§ **Work instruction 1**: Decide whether each statement agrees with the article on Vitamin A capsule registration. Answer yes or no for each, quoting the words that decide it. (a) The UNICEF survey was conducted in 1993. (b) The World Health Organisation rejected vitamin A supplementation as too costly. (c) In South Africa, giving vitamin A to HIV-infected children was found to reduce diarrhoea morbidity.
§ **Work instruction 2**: Continue the article on Vitamin A capsule registration from its last sentence.

(Text section begins)

Thousands die as MCC stall on registration of Vitamin A capsules

Poor co-operation between the Medicines Control Council and the Department of Health along with unnecessary stalling has allowed tens of thousands of children to continue to suffer Vitamin A deficiency in this country, a condition that has seen thousands die because their immune systems are compromised.

A UNICEF survey conducted in 1993 found that 30% of South African children under six (between 10 000 and 20 000 children) were vitamin A deficient.  

Further studies found that vitamin A supplementation could reduce mortality by almost a quarter and it has been accepted by the World Health Organisation as one of the most cost-effective interventions.  

A study done in Tanzania also showed that vitamin A supplementation reduced mortality by more than 60% among HIV-infected children between 6 months and 5 years. In South Africa supplementation of HIV-infected children with vitamin A was found to reduce diarrhoea morbidity and to improve children’s immune status.

(Text section ends)
(Records supplied begins)

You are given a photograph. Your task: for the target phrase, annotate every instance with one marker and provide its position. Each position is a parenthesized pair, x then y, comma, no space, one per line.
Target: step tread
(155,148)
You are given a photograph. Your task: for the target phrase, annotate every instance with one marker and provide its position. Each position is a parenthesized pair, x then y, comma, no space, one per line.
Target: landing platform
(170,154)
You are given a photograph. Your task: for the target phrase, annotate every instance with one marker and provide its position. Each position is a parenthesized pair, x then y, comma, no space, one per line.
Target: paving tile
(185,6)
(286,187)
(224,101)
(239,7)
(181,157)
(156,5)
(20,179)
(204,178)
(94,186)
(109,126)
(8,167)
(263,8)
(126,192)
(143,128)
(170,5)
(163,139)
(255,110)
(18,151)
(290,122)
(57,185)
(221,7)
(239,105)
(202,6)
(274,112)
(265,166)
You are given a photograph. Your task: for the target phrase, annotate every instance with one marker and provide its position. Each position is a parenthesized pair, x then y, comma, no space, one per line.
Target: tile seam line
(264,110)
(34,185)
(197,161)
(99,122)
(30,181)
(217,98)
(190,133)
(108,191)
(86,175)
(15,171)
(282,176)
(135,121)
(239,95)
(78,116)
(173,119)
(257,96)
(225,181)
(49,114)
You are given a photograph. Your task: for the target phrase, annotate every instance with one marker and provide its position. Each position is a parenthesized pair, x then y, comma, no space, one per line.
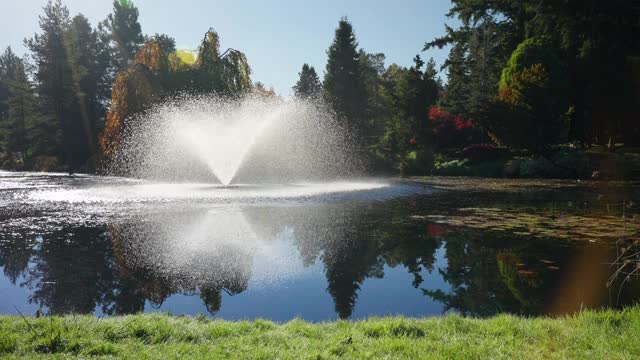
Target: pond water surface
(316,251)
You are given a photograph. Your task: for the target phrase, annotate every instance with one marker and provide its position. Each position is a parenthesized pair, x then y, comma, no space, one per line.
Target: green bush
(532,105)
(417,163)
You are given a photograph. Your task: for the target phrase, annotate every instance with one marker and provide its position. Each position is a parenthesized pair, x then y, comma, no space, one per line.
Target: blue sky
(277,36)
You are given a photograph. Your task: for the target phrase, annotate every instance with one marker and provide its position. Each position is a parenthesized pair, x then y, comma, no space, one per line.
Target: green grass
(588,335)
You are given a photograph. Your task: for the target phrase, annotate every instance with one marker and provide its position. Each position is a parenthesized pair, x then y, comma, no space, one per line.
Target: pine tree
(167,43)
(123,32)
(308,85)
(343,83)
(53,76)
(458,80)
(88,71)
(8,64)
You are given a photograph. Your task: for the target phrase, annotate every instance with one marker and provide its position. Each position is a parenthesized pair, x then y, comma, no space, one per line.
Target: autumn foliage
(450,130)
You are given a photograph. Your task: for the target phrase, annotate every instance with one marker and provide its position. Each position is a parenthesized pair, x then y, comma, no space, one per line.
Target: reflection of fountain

(Records supplied ends)

§ **Final answer 1**:
(a) Yes: "A UNICEF survey conducted in 1993"
(b) No: "it has been accepted by the World Health Organisation as one of the most cost-effective interventions"
(c) Yes: "In South Africa supplementation of HIV-infected children with vitamin A was found to reduce diarrhoea morbidity"

§ **Final answer 2**:
However, bureaucratic red tape and unnecessary delays in the registration of vitamin A capsules has previously seen government award a tender of R2,30 a high dose (200 000 unit) capsule, instead of 13 cents for the more suitable lower doses preparation should it be manufactured locally.

Recently the tender was awarded at a cost of 45 cents a 200 000 unit capsule (still 320% too high).

Two local manufacturers have indicated that should the MCC register the strengths required by children, they would be in a position to sell it at a cost of between 12 and 13 cents per capsule for lower dose vitamin A.  

According to frustrated doctors, health workers and industry sources, they have been trying since last year to fast track the registration of the 50 000 and 100 000 unit low dose vitamin A capsules.

Despite assurances by the MCC and letters from the Department of Health to the Registrar of Medicines, none of these has been registered.

Professor David Sanders, head of the Public Health Programme at the University of the Western Cape, accused the MCC of being “very passive”.  

Sanders said there was no financial incentive for pharmaceutical companies to apply for the lower dose vitamin A to be registered as it is only really needed for poor and undernourished children.

The MCC demands a fee of R50 000 to be paid for any registration application.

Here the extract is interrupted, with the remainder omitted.